Saved entries:

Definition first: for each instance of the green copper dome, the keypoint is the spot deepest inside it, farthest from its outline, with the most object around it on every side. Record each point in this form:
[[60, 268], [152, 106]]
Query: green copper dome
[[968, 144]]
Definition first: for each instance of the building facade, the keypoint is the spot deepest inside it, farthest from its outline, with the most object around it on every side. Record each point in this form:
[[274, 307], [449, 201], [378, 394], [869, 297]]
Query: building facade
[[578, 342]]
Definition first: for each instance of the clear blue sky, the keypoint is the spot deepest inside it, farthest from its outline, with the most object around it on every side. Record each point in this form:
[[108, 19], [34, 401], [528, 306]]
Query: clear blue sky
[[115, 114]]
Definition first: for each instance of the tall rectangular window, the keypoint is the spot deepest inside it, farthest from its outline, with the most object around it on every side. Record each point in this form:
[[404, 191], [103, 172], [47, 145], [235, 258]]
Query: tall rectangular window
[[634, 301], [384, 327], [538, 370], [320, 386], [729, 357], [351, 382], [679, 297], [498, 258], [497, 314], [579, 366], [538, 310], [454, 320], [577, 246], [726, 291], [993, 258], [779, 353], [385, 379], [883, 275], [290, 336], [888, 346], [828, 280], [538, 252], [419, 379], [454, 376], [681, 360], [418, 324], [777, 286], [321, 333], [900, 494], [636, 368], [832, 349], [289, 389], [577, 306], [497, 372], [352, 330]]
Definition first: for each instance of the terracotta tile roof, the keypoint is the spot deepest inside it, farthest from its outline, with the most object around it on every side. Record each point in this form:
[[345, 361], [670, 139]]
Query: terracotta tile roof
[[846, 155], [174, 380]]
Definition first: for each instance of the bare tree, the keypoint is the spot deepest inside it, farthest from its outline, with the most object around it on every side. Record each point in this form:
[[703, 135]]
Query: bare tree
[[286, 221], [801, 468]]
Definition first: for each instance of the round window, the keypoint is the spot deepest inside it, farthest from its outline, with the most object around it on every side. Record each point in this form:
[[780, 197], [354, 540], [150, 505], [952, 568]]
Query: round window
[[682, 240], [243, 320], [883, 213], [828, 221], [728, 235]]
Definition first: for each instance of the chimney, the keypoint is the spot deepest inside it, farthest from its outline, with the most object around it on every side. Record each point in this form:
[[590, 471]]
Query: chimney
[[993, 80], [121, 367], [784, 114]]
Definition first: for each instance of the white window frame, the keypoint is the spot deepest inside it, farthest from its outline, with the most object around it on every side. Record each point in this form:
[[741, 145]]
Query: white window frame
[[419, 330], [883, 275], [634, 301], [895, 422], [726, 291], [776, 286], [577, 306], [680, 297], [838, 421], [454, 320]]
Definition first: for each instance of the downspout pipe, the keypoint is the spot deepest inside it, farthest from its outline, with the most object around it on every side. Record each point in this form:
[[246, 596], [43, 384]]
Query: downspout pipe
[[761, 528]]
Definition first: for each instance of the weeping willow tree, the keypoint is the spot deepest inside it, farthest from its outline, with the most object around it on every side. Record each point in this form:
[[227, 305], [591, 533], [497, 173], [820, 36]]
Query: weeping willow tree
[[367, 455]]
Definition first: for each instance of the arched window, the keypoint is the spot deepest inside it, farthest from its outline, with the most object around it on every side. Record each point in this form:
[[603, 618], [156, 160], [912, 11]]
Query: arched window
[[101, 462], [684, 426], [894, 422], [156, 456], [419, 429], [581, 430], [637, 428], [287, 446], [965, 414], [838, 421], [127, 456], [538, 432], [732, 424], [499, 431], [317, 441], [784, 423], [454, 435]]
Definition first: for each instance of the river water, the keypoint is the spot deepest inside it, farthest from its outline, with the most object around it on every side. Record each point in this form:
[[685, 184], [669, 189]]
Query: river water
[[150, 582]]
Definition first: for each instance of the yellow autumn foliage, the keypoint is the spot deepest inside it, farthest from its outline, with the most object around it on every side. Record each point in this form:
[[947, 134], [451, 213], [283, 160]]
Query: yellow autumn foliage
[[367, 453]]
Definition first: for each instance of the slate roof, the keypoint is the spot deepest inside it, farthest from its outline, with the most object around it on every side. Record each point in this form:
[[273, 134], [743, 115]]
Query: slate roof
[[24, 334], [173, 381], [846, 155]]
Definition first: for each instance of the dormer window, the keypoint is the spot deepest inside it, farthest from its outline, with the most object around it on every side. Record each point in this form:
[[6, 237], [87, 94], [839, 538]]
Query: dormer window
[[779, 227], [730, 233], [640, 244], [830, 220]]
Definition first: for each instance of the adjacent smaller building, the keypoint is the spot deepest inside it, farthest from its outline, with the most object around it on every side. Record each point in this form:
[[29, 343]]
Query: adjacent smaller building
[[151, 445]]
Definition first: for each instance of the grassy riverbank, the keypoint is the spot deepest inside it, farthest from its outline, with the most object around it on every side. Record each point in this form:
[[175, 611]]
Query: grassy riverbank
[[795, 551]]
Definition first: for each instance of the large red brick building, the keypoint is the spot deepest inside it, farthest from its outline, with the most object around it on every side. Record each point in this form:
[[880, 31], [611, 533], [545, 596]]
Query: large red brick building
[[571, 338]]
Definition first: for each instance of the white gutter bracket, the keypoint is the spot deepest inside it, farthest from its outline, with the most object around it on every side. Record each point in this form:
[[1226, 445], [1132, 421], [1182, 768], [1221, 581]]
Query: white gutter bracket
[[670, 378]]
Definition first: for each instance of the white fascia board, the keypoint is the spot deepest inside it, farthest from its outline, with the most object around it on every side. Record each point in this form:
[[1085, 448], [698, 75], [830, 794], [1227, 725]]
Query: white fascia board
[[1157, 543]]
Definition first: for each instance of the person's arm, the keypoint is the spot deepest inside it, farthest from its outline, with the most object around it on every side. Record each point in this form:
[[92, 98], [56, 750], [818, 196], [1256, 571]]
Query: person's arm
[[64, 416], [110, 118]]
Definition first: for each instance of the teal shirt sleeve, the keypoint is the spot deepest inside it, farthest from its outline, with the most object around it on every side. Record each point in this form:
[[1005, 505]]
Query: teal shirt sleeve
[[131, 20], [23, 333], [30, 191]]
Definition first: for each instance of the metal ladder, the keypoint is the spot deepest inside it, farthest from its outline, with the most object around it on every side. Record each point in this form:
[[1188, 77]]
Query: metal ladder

What the exercise asks: Go through the entries above and copy every line containing "metal".

Finished exercise:
Definition first: for each instance of the metal ladder, the keypoint is the spot deepest inside it, farthest from its outline, with the most object around it on every side. Record each point in this form:
Query: metal ladder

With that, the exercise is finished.